TEXTE —

▬▬▬▬▬▬▬▬▬▬

Il y a eu des migrations interrompues, comme celles des peuples d’origine arabe vers la péninsule ibérique. Il y a eu des formes de migration programmée et partielle, mais non moins influente pour autant, comme celle des Européens vers l’est et le sud (d’où la naissance des nations dites « post-coloniales »), où les migrants ont malgré tout changé la culture des populations autochtones. Une phénoménologie des divers types de migration n’a pas encore été faite, me semble-t-il, mais une chose est certaine : les migrations sont différentes des immigrations. On n’a  » immigration  » que lorsque les immigrés (admis sur décisions politiques) acceptent en grande partie les coutumes du pays où ils immigrent, on a « migration » lorsque les migrants (que personne ne peut arrêter aux frontières) transforment radicalement la culture du territoire où ils migrent.
Quant à nous, après un XIXe siècle plein d’immigrants, nous nous trouvons aujourd’hui face à des phénomènes incertains : difficile de dire, dans un climat de grande mobilité, s’il s’agit de cas d’immigration ou de migration. Indubitablement, on a un flux irrépressible du sud vers le nord (les Africains ou les Moyen-Orientaux vers l’Europe), les Indiens de l’Inde ont envahi l’Afrique et les îles du Pacifique, les Chinois sont partout, les Japonais sont présents avec leurs organisations industrielles et économiques même quand ils ne se déplacent pas physiquement en masse.
Peut-on distinguer l’immigration de la migration, maintenant que la planète entière devient le territoire de déplacements croisés? Je crois que oui : je l’ai dit, les immigrations sont contrôlables politiquement, alors que les migrations au même titre que les phénomènes naturels ne le sont pas. Tant qu’il y a immigration, la population d’accueil peut espérer contenir les immigrés dans un ghetto, afin qu’ils ne se mélangent pas avec les natifs. Quand il y a migration, il n’est plus question de ghetto, et le métissage est incontrôlable.

Les phénomènes que l’Europe essaie encore d’affronter comme de l’immigration sont en réalité des cas de migration. Le tiers monde frappe aux portes de l’Europe, et y pénètre même si elle n’est pas d’accord. Le problème n’est plus de décider (ainsi que les politiciens font semblant de le croire) si l’on doit admettre à Paris des étudiantes portant le tchador ou combien de mosquées on va construire à Rome. Le problème est de savoir que, au prochain millénaire (et, n’étant pas un prophète, je ne vous donnerai pas une date précise), l’Europe sera un continent multiracial ou, si vous préférez,  » coloré « . Et ce sera comme ça, que cela vous plaise ou non.

▬▬▬▬▬▬▬▬▬▬

ENREGISTREMENTS —
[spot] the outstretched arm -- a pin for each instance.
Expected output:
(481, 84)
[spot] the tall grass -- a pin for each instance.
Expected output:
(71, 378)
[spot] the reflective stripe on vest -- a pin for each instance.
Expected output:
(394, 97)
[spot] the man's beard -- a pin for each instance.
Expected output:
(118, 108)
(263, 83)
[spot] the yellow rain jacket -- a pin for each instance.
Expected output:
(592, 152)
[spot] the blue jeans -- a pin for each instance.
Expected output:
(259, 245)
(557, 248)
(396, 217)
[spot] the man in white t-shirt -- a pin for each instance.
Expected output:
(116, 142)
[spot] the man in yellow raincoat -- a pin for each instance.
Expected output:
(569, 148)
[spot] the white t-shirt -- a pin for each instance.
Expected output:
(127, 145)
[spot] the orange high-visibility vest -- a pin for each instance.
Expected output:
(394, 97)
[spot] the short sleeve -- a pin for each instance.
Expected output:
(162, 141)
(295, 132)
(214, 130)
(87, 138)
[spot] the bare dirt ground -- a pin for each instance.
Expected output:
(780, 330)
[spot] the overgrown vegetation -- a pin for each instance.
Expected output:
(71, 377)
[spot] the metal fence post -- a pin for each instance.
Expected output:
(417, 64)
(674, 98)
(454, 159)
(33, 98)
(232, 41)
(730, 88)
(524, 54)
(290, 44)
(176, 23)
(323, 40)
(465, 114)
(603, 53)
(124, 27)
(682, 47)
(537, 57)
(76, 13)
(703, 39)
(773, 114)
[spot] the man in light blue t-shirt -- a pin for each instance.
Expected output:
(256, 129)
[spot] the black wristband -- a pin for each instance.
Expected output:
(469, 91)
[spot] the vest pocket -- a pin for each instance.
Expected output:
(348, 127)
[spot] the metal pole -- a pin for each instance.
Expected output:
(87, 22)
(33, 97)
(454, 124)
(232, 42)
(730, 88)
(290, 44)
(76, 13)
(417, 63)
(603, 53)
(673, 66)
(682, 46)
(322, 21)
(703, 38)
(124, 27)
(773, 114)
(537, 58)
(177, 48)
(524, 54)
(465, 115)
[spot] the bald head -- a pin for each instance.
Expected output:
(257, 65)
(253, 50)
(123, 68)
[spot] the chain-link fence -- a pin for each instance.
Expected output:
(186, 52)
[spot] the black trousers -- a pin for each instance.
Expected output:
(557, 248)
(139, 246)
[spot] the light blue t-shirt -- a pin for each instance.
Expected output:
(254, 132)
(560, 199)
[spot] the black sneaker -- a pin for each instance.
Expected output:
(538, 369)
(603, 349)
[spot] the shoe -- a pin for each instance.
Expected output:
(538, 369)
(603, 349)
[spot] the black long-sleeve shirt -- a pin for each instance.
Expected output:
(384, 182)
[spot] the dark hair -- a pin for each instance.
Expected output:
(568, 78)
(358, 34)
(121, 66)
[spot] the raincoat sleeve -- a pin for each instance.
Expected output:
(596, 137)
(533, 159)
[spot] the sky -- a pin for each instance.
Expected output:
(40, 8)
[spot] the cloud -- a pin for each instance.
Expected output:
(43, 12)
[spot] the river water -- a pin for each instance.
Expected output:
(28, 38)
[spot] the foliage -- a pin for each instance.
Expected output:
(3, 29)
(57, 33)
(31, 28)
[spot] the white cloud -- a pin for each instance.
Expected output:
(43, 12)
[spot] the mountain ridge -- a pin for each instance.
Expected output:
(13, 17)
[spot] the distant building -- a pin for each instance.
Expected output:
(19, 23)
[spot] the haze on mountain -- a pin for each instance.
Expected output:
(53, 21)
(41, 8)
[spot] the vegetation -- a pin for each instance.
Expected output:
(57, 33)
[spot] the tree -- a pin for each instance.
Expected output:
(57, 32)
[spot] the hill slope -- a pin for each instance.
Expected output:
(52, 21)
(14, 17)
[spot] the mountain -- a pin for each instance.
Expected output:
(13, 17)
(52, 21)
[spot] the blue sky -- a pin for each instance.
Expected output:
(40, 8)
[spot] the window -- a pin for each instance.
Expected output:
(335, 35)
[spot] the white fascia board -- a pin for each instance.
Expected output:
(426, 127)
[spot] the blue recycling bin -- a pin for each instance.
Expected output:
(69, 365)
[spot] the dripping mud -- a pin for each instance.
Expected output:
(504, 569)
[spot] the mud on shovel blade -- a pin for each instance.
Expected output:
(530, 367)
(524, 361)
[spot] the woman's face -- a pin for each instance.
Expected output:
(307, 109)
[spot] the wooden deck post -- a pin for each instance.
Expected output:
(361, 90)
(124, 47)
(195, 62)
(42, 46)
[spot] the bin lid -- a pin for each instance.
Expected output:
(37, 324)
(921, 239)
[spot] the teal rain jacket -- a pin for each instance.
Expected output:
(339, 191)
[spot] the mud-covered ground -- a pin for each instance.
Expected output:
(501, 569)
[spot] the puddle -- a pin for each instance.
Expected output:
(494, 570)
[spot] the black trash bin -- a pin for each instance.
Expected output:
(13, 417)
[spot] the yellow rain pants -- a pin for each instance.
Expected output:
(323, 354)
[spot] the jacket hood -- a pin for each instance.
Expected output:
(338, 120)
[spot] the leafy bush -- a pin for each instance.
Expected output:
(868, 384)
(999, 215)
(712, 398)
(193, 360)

▬▬▬▬▬▬▬▬▬▬

EXERCICES —
(1) D'après le texte sur les migrations, vers quelles régions les Indiens de l'Inde se sont-ils répandus ?
(2) Renvoyez tel quel le passage du texte sur les migrations qui commence par les mots contenant « Peut-on distinguer l’immigration » et se termine par « métissage est incontrôlable. ».

CORRIGÉ DES EXERCICES —
(1) Vers l'Afrique et les îles du Pacifique.

(2)
Peut-on distinguer l’immigration de la migration, maintenant que la planète entière devient le territoire de déplacements croisés? Je crois que oui : je l’ai dit, les immigrations sont contrôlables politiquement, alors que les migrations au même titre que les phénomènes naturels ne le sont pas. Tant qu’il y a immigration, la population d’accueil peut espérer contenir les immigrés dans un ghetto, afin qu’ils ne se mélangent pas avec les natifs. Quand il y a migration, il n’est plus question de ghetto, et le métissage est incontrôlable.